# What the exercise asks:
Report only the number of lines in the rows below that contain the string "headlight". Matching is case-sensitive.

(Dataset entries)
begin

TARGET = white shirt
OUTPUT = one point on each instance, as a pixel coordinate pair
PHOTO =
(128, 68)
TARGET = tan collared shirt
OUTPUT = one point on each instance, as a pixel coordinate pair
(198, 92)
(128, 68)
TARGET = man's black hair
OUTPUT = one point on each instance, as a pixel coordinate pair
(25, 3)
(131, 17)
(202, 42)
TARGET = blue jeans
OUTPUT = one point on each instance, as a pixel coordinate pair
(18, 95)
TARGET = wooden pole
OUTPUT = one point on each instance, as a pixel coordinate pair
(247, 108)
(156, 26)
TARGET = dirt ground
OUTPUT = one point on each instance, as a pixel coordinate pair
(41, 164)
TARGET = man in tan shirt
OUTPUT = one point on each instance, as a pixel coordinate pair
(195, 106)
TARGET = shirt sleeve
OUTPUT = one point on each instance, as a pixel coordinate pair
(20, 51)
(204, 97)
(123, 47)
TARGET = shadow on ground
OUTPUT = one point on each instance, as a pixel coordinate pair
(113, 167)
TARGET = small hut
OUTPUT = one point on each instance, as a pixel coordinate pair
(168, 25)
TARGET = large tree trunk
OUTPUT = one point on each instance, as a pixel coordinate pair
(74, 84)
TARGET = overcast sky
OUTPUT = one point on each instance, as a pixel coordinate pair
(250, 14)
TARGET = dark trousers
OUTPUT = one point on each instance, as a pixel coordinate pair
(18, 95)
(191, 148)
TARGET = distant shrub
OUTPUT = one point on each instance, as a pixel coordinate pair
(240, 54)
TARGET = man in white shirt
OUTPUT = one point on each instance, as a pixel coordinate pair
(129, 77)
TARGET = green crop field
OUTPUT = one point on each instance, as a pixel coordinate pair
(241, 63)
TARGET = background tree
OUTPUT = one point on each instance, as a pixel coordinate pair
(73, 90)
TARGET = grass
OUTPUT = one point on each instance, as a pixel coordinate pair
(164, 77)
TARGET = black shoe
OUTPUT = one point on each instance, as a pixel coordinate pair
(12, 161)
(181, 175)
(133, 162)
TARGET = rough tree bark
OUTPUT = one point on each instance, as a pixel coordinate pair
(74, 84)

end
begin

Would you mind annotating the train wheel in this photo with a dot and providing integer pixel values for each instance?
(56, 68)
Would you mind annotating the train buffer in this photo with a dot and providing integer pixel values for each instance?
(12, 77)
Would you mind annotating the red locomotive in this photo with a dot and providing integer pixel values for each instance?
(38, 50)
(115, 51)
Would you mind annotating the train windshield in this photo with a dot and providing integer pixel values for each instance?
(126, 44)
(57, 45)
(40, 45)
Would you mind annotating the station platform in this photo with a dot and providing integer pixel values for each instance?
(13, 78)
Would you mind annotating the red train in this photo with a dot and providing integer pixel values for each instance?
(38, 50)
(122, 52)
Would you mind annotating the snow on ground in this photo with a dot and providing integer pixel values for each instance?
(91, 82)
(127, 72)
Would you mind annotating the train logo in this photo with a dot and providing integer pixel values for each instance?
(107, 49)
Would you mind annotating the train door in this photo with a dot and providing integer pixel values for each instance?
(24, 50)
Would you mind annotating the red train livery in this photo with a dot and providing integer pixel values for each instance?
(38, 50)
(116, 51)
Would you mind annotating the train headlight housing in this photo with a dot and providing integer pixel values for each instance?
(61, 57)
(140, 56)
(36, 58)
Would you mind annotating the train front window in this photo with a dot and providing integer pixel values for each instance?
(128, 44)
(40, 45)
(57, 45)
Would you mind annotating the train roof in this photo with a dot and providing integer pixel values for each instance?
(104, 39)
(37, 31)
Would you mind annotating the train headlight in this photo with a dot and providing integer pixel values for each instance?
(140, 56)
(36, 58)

end

# Solution:
2